_Document source_:
Réagissant aux violences en marge de Nice-Saint-Étienne, la Ligue a semblé sonner le glas d’un mouvement Ultra déjà moribond en France. Quelles chances de survie lui reste-t-il?

Auteur : Pierre Barthélemy le 26 Nov 2013

 


Alors que la répression contre les supporters les plus fidèles des clubs français ne cesse de croître et que les médias n’hésitent plus à jeter l’anathème sur tout un mouvement au moindre dérapage d’une minorité, il convient de se demander si le supportérisme "Ultra" n’est pas en train de se suicider.
 


Tendre la perche à la répression

Les incidents intervenus dimanche à Nice ne sont qu’un élément à charge supplémentaire pour nourrir l’argumentaire des acteurs institutionnels: le conflit picrocholin ayant opposé Rennais et Nantais, l’allumage de fumigènes par les Stéphanois, la présence de quelques dizaines d’Ultras parisiens au Trocadéro en pleine poudrière urbaine… Le temps passe, le mouvement s’affaiblit, mais les comportements contreproductifs se répètent inévitablement.

 

Allianz Riviera incidents Nice-Saint-Etienne

 

Pour les pouvoirs publics et les clubs qui conduisent une répression globale, la division des Ultras est du pain bénit. Or, comme le rappelle le sociologue Ludovic Lestrelin [1]: "Pour pouvoir faire évoluer le rapport de forces avec des autorités, faire valoir des revendications voire des droits, mais aussi pour avoir une visibilité, conquérir des soutiens, en somme modifier des équilibres, il faut pouvoir se mobiliser". Par son morcellement et ses rivalités, non seulement d’un club à l’autre, mais aussi au sein d’un même club, le supportérisme "Ultra" n’est pas en mesure d’enrayer collectivement l’action concertée des pouvoirs publics.

_Consigne_:
Mettez à jour un passage de l'article sur le mouvement Ultra en le reproduisant depuis « Auteur : Pierre Barthélemy » jusqu'à « de se suicider. » inclus, et remplacez-y « supporters » par « partisans ».

_Données répertoriées_:
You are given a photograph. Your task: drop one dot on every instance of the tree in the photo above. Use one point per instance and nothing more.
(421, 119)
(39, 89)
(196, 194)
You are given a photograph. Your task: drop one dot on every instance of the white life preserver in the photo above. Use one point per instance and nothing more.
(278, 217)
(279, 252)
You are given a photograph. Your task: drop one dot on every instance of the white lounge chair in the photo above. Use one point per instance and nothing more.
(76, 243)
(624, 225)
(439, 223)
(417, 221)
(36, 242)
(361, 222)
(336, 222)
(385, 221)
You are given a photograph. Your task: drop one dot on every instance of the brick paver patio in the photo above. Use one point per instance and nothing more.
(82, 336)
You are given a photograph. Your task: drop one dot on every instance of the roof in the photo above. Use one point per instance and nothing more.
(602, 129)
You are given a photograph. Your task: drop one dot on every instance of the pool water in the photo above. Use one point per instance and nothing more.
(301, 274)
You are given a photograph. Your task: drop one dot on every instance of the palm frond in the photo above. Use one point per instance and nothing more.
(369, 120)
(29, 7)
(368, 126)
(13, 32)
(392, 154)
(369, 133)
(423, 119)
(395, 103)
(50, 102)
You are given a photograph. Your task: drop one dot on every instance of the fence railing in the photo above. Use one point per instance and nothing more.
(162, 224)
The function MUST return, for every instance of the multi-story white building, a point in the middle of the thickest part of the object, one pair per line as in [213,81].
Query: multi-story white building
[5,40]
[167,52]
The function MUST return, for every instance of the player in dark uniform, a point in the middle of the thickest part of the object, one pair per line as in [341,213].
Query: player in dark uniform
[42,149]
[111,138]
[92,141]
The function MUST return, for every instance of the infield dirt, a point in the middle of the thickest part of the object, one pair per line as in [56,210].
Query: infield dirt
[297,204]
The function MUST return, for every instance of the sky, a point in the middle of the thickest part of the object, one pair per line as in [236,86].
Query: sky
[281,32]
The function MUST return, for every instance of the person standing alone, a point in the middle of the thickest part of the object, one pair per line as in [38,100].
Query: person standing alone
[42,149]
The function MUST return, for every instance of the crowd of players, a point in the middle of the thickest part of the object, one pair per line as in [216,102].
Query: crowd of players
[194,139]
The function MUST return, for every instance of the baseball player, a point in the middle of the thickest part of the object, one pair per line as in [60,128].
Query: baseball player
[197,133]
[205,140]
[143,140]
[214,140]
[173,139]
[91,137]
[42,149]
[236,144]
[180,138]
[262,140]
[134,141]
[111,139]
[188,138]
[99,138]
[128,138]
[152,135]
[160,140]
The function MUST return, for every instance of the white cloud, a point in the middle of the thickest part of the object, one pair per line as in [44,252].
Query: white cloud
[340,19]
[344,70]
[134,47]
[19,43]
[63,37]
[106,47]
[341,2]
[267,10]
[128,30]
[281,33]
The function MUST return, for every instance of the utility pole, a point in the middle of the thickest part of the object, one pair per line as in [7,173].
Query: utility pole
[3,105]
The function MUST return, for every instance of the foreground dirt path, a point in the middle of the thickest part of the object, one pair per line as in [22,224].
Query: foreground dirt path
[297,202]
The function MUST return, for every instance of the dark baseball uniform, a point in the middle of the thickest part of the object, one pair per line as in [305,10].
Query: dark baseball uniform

---

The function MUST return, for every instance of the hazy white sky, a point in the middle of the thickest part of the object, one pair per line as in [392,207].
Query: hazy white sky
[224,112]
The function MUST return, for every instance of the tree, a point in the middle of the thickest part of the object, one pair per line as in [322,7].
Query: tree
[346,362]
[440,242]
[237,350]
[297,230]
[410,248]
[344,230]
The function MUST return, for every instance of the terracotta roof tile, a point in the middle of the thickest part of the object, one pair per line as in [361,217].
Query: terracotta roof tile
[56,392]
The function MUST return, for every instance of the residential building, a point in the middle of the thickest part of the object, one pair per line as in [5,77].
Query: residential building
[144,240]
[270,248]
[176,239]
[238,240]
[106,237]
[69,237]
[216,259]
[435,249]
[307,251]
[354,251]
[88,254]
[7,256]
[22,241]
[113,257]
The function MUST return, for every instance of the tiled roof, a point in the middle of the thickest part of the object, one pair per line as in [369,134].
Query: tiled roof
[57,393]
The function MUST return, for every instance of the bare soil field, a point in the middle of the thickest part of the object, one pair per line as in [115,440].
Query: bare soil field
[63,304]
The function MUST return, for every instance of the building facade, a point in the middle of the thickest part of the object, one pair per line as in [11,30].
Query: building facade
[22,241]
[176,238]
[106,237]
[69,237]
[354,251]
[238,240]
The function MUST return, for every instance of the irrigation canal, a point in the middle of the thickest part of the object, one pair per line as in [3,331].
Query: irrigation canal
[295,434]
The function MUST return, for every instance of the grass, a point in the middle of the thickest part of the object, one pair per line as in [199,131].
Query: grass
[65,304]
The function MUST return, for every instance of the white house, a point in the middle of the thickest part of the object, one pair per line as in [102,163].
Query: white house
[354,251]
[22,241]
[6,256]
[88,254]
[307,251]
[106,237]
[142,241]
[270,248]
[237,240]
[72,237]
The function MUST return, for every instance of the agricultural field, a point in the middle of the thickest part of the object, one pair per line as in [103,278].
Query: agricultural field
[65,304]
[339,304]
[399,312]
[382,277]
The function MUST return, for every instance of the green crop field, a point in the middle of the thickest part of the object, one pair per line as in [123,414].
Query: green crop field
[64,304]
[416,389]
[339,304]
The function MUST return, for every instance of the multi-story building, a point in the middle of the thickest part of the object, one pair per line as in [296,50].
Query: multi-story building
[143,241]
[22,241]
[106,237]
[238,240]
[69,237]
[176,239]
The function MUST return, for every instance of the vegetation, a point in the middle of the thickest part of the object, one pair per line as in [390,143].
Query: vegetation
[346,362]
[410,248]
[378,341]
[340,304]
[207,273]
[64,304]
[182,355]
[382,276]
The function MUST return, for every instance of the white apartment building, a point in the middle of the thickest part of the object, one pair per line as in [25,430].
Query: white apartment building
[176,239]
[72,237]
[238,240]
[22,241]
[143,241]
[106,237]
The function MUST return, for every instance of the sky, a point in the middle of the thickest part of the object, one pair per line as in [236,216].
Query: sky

_Réponse_:
Auteur : Pierre Barthélemy le 26 Nov 2013

 


Alors que la répression contre les partisans les plus fidèles des clubs français ne cesse de croître et que les médias n’hésitent plus à jeter l’anathème sur tout un mouvement au moindre dérapage d’une minorité, il convient de se demander si le supportérisme "Ultra" n’est pas en train de se suicider.